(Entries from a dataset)
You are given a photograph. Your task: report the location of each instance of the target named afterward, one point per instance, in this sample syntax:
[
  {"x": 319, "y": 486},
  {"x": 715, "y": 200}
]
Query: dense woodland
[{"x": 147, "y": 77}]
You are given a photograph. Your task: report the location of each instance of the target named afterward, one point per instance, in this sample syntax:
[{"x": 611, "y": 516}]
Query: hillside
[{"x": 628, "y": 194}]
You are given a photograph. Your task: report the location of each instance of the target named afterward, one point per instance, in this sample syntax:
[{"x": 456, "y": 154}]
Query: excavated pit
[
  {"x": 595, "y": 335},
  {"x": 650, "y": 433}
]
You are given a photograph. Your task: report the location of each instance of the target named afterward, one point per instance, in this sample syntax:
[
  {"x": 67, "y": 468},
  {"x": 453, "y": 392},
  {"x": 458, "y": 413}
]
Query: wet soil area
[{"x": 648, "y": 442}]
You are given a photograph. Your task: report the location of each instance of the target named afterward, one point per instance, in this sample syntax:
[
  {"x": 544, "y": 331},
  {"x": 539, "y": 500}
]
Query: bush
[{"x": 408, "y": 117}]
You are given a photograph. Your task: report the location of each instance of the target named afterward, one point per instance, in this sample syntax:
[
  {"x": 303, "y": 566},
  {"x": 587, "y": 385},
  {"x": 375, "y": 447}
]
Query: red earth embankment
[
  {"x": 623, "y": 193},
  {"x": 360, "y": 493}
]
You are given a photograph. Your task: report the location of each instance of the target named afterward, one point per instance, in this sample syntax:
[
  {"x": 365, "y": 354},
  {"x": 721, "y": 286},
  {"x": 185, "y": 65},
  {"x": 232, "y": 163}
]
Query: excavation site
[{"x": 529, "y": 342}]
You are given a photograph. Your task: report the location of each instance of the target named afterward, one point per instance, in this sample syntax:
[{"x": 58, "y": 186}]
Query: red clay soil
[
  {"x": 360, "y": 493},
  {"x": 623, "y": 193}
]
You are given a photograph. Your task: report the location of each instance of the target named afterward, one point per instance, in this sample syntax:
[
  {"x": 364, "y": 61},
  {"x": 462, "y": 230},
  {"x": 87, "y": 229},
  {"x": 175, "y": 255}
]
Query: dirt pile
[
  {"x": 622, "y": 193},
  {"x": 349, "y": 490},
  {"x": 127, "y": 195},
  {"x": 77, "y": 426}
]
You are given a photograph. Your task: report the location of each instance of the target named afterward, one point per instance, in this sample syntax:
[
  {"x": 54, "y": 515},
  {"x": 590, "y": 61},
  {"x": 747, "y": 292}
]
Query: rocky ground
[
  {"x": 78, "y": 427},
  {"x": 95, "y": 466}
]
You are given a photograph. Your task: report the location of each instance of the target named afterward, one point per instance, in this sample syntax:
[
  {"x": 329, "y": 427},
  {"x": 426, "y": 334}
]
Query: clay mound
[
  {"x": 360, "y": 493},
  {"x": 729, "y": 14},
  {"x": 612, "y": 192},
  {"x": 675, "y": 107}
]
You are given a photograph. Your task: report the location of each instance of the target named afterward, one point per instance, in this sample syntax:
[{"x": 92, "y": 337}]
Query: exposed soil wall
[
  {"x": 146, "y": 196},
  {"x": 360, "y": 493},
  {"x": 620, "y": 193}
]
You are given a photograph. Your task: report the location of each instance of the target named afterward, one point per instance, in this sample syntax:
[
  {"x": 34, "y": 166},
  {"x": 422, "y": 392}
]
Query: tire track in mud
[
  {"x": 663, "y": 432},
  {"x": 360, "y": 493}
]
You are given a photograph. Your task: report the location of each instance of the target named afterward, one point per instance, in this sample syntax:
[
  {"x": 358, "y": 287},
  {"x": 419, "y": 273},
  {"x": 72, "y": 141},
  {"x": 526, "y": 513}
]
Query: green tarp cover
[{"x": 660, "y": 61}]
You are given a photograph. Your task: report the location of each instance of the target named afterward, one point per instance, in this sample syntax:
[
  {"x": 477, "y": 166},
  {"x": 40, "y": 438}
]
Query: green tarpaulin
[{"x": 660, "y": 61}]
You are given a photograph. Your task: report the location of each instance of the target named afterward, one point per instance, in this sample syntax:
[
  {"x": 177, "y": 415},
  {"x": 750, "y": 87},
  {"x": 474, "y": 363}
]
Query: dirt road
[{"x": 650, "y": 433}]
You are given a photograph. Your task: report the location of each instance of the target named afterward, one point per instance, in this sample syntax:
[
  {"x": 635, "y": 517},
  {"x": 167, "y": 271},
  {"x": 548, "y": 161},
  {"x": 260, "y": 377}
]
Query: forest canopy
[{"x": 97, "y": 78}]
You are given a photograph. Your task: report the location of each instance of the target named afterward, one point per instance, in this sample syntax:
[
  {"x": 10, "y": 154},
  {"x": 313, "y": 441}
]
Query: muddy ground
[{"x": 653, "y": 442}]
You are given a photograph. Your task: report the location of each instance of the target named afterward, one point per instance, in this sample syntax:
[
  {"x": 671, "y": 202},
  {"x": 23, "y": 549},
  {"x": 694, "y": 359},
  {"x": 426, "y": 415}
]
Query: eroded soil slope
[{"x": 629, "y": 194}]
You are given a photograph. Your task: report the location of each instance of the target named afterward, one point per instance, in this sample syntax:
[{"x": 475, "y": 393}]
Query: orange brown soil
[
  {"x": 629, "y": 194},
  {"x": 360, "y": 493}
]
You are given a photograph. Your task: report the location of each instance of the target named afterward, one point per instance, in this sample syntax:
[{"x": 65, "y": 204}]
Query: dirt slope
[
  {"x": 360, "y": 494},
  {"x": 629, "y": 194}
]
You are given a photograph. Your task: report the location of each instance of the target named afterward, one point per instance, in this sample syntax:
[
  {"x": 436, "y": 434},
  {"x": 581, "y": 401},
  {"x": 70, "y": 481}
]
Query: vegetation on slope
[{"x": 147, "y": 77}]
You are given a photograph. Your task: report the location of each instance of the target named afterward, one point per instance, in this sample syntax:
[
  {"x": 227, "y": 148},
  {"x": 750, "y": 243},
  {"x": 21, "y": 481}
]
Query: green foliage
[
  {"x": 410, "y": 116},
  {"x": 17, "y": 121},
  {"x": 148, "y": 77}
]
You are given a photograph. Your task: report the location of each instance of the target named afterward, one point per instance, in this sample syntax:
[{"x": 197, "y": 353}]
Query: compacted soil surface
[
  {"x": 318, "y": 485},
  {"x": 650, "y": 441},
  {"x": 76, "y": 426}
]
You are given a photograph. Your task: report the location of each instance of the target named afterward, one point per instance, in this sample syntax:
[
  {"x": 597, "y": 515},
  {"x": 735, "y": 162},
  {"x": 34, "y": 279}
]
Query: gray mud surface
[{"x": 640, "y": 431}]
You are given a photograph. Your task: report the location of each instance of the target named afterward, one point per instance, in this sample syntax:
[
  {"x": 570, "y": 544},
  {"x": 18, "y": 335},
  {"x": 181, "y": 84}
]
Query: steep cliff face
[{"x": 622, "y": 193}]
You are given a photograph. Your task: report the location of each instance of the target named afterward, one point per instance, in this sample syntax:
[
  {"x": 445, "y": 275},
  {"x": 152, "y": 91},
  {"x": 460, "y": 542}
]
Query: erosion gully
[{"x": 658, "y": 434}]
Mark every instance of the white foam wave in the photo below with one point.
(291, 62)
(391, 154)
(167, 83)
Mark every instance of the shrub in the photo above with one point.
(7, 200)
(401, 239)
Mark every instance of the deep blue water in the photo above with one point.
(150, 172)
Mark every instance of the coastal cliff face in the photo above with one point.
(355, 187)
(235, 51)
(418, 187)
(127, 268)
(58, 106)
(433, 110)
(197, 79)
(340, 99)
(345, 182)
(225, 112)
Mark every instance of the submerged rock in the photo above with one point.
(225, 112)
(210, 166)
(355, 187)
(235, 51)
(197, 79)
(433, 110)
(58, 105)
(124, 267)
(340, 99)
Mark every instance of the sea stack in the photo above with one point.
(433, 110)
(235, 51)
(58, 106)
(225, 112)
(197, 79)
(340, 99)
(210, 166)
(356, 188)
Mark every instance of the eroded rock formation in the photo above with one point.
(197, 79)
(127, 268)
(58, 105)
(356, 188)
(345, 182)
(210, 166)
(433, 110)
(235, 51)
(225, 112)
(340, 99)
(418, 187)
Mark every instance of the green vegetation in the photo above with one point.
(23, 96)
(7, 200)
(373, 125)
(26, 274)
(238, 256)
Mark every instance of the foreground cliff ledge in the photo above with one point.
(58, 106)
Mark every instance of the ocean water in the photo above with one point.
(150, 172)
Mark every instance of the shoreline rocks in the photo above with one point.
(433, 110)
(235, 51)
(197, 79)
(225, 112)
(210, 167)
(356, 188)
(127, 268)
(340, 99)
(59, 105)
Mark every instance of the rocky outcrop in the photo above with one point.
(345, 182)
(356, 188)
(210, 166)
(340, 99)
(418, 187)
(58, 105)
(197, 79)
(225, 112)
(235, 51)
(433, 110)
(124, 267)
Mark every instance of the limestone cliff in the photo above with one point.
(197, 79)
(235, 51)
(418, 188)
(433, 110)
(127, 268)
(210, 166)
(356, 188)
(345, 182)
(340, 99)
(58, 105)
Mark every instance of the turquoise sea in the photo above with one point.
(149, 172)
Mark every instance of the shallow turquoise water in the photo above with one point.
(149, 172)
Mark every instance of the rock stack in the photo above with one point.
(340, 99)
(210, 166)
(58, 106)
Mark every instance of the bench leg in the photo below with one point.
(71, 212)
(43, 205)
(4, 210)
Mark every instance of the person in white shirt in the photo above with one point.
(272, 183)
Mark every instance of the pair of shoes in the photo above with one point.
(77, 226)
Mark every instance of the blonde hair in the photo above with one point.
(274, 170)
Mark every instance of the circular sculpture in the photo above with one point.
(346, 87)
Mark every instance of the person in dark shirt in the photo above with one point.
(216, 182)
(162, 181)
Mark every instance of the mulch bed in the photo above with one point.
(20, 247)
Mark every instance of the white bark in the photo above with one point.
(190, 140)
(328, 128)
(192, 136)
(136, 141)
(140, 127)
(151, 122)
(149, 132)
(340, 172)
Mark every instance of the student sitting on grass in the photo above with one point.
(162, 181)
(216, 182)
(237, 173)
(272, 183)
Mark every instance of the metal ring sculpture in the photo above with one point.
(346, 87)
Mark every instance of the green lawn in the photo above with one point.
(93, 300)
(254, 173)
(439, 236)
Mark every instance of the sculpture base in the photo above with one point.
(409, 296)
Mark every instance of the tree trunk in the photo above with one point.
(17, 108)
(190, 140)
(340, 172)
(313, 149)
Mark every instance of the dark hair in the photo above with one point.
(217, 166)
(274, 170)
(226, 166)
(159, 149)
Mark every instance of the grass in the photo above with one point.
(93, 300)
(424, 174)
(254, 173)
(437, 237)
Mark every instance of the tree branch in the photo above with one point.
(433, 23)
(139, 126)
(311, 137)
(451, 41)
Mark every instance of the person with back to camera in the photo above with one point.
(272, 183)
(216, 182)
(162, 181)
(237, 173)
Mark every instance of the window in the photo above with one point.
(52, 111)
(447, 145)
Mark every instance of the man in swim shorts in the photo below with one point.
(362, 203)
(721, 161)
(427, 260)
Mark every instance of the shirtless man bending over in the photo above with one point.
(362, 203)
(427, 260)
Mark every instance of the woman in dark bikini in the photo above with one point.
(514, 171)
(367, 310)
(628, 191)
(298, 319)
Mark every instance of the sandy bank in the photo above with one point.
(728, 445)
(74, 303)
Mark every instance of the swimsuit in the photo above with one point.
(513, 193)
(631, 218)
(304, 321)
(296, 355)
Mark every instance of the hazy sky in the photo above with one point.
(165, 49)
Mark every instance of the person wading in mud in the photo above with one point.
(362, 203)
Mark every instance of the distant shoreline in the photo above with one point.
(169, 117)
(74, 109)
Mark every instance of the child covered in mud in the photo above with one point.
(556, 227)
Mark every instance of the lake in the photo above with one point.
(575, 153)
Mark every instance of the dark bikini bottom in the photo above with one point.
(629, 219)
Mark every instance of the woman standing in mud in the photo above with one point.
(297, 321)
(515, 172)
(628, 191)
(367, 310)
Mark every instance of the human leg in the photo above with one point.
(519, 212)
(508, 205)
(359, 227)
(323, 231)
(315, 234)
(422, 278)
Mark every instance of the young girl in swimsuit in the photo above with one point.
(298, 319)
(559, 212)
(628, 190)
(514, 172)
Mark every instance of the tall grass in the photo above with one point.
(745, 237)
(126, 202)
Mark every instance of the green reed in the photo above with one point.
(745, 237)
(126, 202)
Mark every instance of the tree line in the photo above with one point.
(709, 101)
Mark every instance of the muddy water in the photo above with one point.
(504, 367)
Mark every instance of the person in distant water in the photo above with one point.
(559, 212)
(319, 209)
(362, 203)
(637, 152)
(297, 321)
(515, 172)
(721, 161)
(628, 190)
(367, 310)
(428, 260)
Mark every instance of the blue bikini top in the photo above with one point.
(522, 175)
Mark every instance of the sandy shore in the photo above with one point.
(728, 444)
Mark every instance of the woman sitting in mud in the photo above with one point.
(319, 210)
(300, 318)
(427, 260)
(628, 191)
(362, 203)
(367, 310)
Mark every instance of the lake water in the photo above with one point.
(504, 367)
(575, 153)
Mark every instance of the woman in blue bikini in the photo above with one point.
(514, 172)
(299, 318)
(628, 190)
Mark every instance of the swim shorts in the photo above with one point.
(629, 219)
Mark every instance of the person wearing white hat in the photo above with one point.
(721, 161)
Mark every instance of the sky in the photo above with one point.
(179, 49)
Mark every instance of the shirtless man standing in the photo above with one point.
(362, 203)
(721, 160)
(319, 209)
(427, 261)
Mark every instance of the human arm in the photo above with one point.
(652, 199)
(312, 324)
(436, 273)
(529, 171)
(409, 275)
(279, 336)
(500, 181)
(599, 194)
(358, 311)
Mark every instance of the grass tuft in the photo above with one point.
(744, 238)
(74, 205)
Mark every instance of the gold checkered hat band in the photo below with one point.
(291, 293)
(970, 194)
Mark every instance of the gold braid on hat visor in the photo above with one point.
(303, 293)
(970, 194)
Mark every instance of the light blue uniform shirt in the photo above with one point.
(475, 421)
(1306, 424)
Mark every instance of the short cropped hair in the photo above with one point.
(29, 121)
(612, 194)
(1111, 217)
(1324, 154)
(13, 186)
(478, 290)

Exercise aim ::
Quote verbatim the line containing "Mark every instance of the tall" and every line after it through the end of the records above.

Expected answer ::
Mark every instance of the tall grass in the photo above with one point.
(745, 237)
(126, 202)
Mark every instance of the green reed in the photo above with one point.
(745, 237)
(126, 202)
Mark every instance of the tree line in the photo above with one point.
(709, 101)
Mark every instance of the muddy water in the photo above with one point.
(504, 367)
Mark every instance of the person in distant water in the photo above with one point.
(559, 212)
(319, 209)
(362, 203)
(637, 152)
(297, 321)
(515, 172)
(721, 161)
(628, 190)
(367, 310)
(428, 260)
Mark every instance of the blue bikini top in the photo above with one point.
(522, 175)
Mark every instance of the sandy shore in the photo above with one point.
(728, 444)
Mark every instance of the woman sitting in mud in the photo above with one point.
(319, 210)
(300, 318)
(427, 260)
(628, 191)
(362, 203)
(367, 310)
Mark every instance of the lake water in the photo above with one point.
(504, 367)
(575, 153)
Mark every instance of the woman in blue bikini in the photo above with one point.
(514, 172)
(299, 318)
(628, 190)
Mark every instance of the swim shorts in the photo above with one point.
(629, 219)
Mark every instance of the person wearing white hat in the photo above with one point.
(721, 161)
Mark every instance of the sky in the photo above with one point.
(179, 49)
Mark every instance of the shirtless man standing in the photo above with one point.
(362, 203)
(721, 160)
(319, 209)
(427, 261)
Mark every instance of the human arm in the photo above with one point.
(652, 199)
(312, 324)
(436, 273)
(529, 171)
(409, 275)
(279, 336)
(500, 181)
(599, 194)
(358, 311)
Mark every instance of the grass tuft in the photo above with one point.
(744, 238)
(74, 205)
Mark every instance of the gold checkered hat band in the photo below with one point.
(291, 293)
(970, 194)
Mark every instance of the gold braid on hat visor in the photo above with one point.
(303, 293)
(970, 194)
Mark every instance of the light blue uniform shirt in the photo above with one point.
(475, 421)
(1306, 424)
Mark every instance of the short cropped hair in the photo above with one point.
(29, 121)
(612, 194)
(1111, 217)
(1324, 154)
(13, 186)
(478, 290)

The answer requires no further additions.